**Given request:**
Present the lines below as a numbered list, starting at the line containing "Where can the woman" and running through the final line, both included. Leave out any blank lines.

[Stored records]
+ + + + + + +
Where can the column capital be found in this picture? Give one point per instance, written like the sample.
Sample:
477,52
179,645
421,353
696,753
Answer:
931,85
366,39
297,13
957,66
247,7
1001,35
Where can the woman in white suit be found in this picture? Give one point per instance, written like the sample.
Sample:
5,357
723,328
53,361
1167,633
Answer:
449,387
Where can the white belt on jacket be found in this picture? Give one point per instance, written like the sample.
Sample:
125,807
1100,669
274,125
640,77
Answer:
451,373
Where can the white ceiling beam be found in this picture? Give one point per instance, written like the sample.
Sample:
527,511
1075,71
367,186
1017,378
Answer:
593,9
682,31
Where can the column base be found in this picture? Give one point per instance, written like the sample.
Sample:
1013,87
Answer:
+ + + + + + +
**Worked answer:**
1. Where can the woman in white suit be found in this picture? Give one point per instance, written like the sample.
2. Sample:
3. 5,357
4. 723,328
5. 53,361
6. 1167,633
7. Answer:
8. 449,387
9. Where can the white belt on jacket be found in this picture? Give one point per instance, written like the sample.
10. Sample:
11. 125,807
12. 1100,669
13. 274,125
14. 640,77
15. Answer:
16. 451,373
17. Where can the white ceiling beam be found in this picture? Give one point per instance, written like the sample.
18. Sample:
19. 527,511
20. 1075,71
21. 367,186
22. 1017,378
23. Answer:
24. 593,9
25. 682,31
26. Where can the column base be found in this picture? Give one point per instance, written like the sample.
27. Sample:
28. 1013,87
29. Answer:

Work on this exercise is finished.